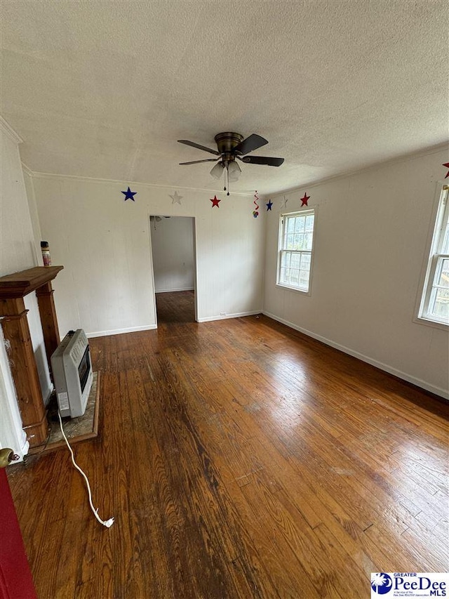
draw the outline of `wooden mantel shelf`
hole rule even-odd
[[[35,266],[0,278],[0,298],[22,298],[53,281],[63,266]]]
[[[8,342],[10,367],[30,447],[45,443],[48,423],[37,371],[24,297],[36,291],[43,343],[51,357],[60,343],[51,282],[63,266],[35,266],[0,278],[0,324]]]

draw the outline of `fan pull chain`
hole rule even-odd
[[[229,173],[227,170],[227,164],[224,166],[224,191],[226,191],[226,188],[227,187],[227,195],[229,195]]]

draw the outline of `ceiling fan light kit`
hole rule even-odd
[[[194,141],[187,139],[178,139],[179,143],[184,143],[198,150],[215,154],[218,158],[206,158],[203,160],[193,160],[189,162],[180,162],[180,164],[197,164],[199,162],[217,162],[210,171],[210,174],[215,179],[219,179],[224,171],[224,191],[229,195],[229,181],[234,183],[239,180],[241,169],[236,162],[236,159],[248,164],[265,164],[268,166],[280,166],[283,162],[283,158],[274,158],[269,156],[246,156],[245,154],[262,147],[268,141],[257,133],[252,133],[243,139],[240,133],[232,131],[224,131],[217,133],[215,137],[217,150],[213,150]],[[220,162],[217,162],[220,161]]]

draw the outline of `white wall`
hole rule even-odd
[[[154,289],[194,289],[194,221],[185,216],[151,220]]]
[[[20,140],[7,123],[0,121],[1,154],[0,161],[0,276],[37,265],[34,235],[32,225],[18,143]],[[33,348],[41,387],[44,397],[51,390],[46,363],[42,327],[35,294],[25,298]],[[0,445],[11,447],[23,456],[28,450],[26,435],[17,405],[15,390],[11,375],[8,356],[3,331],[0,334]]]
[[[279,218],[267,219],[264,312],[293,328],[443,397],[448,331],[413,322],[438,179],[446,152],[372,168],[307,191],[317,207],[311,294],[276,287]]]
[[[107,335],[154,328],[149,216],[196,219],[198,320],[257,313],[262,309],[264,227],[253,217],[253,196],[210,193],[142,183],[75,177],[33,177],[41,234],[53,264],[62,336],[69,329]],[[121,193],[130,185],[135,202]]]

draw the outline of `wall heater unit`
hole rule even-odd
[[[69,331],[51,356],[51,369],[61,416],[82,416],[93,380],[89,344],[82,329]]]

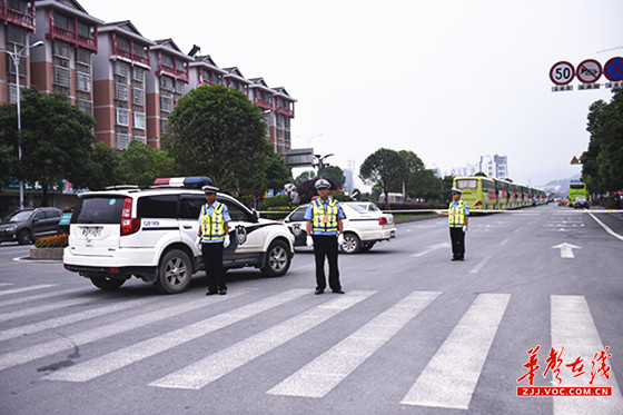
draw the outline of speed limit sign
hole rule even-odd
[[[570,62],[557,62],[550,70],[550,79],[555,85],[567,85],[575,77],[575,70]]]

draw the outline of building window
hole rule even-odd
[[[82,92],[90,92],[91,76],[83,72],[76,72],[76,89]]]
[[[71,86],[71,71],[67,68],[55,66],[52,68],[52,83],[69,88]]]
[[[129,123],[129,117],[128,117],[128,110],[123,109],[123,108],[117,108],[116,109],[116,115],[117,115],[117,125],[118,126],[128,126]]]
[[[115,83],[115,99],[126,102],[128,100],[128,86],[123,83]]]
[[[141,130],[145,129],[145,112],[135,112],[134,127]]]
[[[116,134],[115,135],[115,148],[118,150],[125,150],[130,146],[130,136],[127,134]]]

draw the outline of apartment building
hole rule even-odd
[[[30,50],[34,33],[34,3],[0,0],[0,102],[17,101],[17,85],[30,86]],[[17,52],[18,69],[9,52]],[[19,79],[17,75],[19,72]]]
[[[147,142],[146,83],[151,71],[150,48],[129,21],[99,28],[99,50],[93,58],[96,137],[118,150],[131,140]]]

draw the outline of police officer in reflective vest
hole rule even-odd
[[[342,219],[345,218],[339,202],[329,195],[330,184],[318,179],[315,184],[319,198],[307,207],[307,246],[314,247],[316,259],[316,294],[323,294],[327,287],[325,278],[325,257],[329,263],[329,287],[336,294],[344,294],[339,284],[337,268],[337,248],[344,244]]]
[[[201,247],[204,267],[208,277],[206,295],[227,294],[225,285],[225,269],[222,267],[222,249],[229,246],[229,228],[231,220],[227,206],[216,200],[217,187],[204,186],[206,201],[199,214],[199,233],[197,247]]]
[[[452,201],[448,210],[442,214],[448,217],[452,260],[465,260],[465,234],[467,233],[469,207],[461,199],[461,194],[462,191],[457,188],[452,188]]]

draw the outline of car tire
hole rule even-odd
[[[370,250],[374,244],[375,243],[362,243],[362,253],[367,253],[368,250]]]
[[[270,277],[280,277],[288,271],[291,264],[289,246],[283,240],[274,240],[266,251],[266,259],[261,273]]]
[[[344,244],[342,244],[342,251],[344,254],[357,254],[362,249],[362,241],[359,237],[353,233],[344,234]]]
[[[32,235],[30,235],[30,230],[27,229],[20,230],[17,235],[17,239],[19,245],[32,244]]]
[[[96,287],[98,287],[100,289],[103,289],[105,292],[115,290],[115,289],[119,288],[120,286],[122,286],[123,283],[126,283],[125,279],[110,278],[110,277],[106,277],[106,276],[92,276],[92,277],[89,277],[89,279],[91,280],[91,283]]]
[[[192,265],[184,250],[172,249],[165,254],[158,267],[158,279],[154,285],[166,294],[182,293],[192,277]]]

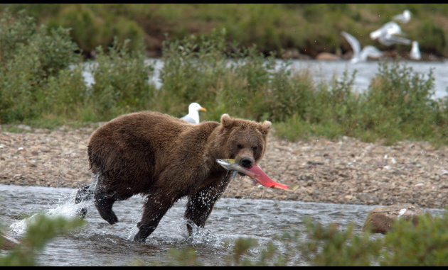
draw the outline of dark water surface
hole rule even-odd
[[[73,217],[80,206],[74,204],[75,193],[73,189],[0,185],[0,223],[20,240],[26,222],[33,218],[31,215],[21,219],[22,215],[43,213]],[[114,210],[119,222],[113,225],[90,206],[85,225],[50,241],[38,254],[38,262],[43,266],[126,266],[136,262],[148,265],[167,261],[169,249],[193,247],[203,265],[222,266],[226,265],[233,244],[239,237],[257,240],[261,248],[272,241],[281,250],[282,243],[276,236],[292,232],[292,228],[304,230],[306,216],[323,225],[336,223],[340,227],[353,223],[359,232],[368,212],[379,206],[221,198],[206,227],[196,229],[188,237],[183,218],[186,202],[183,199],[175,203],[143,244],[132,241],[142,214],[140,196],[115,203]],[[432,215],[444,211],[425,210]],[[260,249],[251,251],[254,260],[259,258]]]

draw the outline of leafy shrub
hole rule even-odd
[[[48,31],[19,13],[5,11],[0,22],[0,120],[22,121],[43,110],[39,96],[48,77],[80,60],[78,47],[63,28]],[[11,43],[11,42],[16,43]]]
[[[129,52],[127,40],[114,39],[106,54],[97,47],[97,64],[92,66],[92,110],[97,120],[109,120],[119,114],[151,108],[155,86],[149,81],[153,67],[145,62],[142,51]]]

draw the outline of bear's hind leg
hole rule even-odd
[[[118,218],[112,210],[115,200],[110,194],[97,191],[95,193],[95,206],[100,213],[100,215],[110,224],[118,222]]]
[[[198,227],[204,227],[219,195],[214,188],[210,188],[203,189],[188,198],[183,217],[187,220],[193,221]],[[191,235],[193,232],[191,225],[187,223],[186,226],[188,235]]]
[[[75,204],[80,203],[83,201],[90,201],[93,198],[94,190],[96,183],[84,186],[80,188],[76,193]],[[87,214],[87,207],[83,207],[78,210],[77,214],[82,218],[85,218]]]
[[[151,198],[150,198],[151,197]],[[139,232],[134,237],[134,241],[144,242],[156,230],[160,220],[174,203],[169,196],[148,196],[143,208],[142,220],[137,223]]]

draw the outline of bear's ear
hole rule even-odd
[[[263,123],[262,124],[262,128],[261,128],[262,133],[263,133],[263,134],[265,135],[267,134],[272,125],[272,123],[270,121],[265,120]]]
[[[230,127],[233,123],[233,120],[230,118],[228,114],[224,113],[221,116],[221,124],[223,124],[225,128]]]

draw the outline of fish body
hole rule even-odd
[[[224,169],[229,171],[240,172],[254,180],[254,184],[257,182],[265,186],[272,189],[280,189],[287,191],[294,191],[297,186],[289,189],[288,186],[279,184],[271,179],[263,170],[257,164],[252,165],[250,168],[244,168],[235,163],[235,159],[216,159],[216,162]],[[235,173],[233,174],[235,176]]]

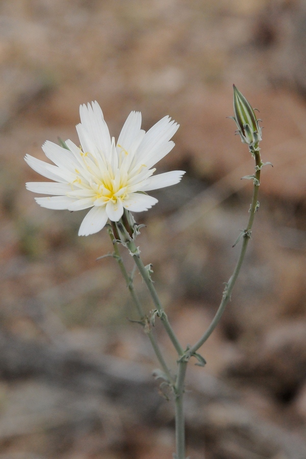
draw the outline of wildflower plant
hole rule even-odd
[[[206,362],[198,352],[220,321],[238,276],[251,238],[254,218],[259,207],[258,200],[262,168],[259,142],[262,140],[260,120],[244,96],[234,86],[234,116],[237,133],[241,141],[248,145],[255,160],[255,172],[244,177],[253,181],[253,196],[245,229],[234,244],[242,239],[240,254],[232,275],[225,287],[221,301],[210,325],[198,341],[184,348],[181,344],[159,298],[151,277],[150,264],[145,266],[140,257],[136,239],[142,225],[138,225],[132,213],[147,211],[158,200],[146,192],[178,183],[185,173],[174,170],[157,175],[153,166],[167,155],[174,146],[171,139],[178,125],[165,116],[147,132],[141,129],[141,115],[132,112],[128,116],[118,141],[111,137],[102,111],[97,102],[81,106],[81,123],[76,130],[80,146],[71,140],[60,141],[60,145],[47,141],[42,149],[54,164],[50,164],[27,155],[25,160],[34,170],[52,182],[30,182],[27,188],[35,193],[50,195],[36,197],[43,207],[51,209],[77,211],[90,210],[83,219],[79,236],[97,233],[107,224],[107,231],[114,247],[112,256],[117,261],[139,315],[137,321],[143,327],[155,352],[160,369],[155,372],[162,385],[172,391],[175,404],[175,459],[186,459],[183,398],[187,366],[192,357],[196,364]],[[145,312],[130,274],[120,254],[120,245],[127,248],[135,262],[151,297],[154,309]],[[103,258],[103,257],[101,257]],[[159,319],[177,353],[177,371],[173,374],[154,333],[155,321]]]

--

**WHAT IS BEING ASKED:**
Gather every line of the data above that contains the word "building", and copy each such line in full. Matching is case-sensitive.

**RESPONSE TO THIS EXERCISE:**
draw the outline of building window
draw the outline of apartment building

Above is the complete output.